• **Task**
Put the lines of the listing below, from its start through the line containing "Outlines of the", into a numbered list, skipping blank lines and leaving out the pictures.

[BEGIN The data]

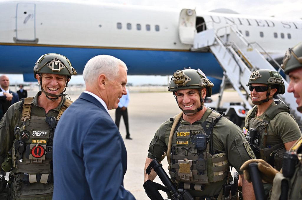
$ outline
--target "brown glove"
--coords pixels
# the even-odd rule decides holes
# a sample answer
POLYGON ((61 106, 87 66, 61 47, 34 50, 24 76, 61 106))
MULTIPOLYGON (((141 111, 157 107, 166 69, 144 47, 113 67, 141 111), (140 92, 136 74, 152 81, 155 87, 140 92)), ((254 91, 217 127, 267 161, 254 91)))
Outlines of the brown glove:
POLYGON ((279 172, 262 159, 251 159, 243 164, 240 168, 240 170, 243 171, 244 178, 249 183, 251 182, 248 166, 249 164, 252 162, 258 163, 258 169, 260 171, 260 176, 262 180, 266 183, 272 183, 275 175, 279 172))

[END The data]

• **Exercise response**
1. $ outline
2. --target "brown glove"
3. --coords pixels
4. # the even-odd rule decides holes
5. # a sample answer
6. POLYGON ((61 106, 87 66, 61 47, 34 50, 24 76, 61 106))
7. MULTIPOLYGON (((141 111, 157 107, 166 69, 144 47, 113 67, 141 111), (140 92, 136 74, 152 81, 155 87, 140 92)), ((254 91, 217 127, 267 161, 254 91)))
8. Outlines of the brown glove:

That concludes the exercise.